__The task__: Select every line in the entries below that contains the string "negative" and copy each such line in full. Case counts when matching.

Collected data
--------------------------------

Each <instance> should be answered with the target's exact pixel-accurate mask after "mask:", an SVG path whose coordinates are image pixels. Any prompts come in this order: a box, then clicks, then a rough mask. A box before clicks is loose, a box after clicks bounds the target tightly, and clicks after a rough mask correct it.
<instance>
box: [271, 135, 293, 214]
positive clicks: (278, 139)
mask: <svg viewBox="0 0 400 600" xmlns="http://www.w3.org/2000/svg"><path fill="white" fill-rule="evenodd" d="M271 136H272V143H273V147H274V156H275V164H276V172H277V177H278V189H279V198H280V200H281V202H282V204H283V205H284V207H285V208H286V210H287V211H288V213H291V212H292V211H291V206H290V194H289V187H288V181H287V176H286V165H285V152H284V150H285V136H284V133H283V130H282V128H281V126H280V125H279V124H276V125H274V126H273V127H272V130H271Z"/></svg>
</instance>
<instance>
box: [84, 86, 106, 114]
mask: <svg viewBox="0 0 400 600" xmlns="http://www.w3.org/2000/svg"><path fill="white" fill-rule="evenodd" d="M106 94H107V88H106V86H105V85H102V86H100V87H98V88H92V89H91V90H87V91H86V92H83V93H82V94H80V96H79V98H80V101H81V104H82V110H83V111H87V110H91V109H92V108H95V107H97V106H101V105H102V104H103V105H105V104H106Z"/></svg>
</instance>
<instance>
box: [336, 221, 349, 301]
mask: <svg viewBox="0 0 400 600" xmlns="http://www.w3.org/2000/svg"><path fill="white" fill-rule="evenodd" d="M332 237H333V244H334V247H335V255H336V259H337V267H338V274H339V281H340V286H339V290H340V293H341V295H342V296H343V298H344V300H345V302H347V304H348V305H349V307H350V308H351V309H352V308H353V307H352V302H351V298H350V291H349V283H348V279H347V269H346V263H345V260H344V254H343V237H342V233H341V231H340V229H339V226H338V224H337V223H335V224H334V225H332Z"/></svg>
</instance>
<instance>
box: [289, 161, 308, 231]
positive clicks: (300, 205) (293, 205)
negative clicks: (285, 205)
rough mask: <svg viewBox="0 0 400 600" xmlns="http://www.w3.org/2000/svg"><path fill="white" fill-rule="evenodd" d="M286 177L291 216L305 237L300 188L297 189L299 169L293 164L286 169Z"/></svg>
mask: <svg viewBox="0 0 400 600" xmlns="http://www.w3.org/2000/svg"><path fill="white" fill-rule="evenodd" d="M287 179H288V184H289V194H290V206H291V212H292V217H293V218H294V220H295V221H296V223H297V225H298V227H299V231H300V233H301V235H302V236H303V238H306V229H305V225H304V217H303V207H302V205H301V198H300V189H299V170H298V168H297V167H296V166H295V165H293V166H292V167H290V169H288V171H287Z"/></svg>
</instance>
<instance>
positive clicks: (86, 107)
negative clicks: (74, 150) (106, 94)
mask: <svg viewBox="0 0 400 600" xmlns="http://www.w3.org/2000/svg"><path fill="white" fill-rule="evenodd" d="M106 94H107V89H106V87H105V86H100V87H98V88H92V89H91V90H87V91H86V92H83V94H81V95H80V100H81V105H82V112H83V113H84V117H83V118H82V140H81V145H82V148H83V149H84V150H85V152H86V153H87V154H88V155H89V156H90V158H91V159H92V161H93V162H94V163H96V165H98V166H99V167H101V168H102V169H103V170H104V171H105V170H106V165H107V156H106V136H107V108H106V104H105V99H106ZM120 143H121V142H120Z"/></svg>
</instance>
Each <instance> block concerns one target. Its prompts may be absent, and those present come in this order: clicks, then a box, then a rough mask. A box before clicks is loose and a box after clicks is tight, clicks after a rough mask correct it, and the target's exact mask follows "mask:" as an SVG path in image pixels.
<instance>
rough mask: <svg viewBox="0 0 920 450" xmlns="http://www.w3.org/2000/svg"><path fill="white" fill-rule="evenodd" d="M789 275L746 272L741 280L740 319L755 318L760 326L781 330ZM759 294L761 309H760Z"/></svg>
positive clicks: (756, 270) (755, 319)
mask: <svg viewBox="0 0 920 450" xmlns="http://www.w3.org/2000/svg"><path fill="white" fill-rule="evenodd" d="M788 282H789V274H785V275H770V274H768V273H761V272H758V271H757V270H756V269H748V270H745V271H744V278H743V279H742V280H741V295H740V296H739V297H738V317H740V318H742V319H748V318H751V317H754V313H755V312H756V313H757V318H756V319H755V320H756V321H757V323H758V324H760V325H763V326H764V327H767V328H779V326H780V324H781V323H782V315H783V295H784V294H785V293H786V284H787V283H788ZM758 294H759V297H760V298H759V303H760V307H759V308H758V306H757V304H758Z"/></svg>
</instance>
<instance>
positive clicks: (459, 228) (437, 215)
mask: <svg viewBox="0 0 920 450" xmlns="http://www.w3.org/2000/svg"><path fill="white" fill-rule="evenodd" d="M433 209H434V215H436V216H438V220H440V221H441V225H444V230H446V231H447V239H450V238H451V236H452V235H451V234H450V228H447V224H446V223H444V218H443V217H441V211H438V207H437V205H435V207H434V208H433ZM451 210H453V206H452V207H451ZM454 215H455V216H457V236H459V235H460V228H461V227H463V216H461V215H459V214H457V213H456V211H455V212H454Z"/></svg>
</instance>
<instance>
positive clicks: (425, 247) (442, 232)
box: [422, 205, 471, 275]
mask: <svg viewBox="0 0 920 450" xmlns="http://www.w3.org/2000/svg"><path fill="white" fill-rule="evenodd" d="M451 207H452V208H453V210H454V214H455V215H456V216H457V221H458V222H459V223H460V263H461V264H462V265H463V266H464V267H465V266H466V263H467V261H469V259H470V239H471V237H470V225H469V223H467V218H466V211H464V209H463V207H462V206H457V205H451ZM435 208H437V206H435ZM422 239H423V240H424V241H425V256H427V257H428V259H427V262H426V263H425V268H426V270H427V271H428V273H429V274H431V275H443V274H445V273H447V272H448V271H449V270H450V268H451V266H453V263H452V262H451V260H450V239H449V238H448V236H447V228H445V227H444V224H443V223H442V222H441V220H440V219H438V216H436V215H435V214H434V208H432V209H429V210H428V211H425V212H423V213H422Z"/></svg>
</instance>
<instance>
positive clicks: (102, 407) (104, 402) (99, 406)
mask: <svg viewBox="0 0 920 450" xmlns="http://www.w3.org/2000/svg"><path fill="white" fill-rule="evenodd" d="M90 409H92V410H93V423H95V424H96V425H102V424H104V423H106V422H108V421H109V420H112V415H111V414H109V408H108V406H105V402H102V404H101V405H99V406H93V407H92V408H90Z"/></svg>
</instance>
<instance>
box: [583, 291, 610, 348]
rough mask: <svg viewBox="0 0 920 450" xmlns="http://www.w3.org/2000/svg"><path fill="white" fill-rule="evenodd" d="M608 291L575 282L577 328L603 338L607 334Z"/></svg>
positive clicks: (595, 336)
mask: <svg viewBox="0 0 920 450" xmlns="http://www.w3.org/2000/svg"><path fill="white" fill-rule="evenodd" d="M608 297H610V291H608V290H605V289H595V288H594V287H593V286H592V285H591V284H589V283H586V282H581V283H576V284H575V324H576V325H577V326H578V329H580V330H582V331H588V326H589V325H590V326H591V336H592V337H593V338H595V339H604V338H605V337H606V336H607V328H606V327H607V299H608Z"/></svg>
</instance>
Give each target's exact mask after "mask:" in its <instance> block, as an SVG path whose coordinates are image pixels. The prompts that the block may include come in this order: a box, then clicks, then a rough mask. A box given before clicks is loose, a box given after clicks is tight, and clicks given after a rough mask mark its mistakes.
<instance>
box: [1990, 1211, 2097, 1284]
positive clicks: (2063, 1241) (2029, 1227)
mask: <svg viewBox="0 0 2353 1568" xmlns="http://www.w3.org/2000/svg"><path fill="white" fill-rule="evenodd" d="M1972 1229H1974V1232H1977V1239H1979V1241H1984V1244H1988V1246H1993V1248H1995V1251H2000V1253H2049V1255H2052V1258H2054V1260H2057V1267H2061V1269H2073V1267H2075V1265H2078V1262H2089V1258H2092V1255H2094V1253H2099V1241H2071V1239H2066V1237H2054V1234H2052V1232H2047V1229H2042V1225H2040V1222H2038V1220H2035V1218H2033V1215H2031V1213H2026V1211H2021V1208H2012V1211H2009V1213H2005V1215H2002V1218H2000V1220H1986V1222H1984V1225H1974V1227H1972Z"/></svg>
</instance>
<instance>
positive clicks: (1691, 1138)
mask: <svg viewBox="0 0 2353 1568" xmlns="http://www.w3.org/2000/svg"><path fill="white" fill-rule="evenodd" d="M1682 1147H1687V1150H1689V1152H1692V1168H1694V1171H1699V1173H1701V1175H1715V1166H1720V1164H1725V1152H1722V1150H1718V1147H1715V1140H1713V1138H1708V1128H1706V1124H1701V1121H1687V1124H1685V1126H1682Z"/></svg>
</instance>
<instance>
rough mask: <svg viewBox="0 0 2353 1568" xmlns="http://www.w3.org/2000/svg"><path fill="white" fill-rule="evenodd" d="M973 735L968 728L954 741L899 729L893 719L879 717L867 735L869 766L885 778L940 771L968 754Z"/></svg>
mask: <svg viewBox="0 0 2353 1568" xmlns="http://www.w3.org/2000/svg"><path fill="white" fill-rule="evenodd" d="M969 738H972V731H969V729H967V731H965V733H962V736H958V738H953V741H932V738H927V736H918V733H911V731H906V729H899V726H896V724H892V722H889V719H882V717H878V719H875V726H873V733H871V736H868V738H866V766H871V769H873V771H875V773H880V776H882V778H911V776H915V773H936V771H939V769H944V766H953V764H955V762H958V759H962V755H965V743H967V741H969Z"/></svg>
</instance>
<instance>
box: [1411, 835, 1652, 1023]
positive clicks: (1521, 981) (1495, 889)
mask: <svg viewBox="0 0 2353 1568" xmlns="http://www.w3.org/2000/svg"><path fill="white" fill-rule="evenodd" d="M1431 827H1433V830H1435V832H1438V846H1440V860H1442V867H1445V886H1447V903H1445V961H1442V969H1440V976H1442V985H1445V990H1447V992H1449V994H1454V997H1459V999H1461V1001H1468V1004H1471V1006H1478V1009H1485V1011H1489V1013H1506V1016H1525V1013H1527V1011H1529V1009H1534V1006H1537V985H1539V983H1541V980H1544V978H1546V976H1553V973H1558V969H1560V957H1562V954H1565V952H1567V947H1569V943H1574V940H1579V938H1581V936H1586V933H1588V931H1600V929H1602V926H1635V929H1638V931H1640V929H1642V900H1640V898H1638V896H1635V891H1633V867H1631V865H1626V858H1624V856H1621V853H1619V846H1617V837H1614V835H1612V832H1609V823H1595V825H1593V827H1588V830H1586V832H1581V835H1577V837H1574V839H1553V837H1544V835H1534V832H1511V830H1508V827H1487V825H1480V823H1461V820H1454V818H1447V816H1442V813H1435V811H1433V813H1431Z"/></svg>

--------------------------------

__Written solution__:
negative clicks: (285, 205)
negative clicks: (74, 150) (106, 94)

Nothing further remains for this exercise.